Michael LeMoyne Kennedy (February 27, 1958 – December 31, 1997) was an American lawyer, businessman, and activist in Massachusetts. He was the sixth of eleven children to Robert F. Kennedy and Ethel Skakel. Kennedy also served as the head of the non-profit organization Citizens Energy. He died in Aspen, Colorado, in 1997 after skiing into a tree.

Early life
Michael LeMoyne Kennedy was born on February 27, 1958, in Washington, D.C. He was named after an Irish priest and a long-standing family friend, Michael Kennedy of Dungarvan in County Waterford, and Kirk LeMoyne Billings, the prep school roommate of his paternal uncle, John F. Kennedy, and a close Kennedy family friend. He was five years old when his uncle was assassinated and ten years old when his father was assassinated.

Education and career
He graduated with a B.S. degree from Harvard College in 1980 and subsequently earned his Juris Doctor from the University of Virginia School of Law in 1984.

After law school, Kennedy worked briefly for a private law firm in Boston.

Kennedy was the head of his brother Joe's non-profit organization, Citizens Energy Corporation, which provides heating oil and services to elderly and low-income households in Massachusetts and other cold-weather states.

Kennedy co-chaired the Walden Woods Project, a non-profit organization to preserve Walden Pond in Concord, Massachusetts. In 1994, he co-founded Stop Handgun Violence, a group that raises public awareness about handguns. That same year, he helped organize his uncle Ted Kennedy's successful re-election campaign for the U.S. Senate against Republican Mitt Romney, later a governor of Massachusetts and United States Senator from Utah.

Personal life
Kennedy married Victoria Denise Gifford, daughter of former pro football player and sportscaster Frank Gifford and Maxine Avis Ewart, on March 14, 1981, in New York City.

Required task => Can you carry the Michael LeMoyne Kennedy biography forward from its final sentence?

Dataset extract =>
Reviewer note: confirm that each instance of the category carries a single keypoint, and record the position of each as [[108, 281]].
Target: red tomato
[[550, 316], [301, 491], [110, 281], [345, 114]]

Reply =>
They had one son, Michael LeMoyne Kennedy Jr. (born January 9, 1983), and two daughters, Kyle Francis Kennedy (born July 1984) and Rory Gifford Kennedy (born November 14, 1987). The family resided in Cohasset, Massachusetts, until his death in December 1997. His son Michael Jr. and his wife, Mary Campbell, had one son, Michael LeMoyne Kennedy III, in 2014 and a daughter, Quinn Elizabeth Kennedy, in 2016. Kyle and her husband Liam Kerr were married on August 18, 2012, and had sons Conor Kennedy Kerr (2014) and Declan Francis Kerr (2016). A daughter, Conor's twin sister, Josephine Ethel Kerr, died in infancy in 2014. His youngest daughter, Rory, married David DiCamillo on September 30, 2016. They welcomed their first child, Jack Kennedy DiCamillo, on September 20, 2018.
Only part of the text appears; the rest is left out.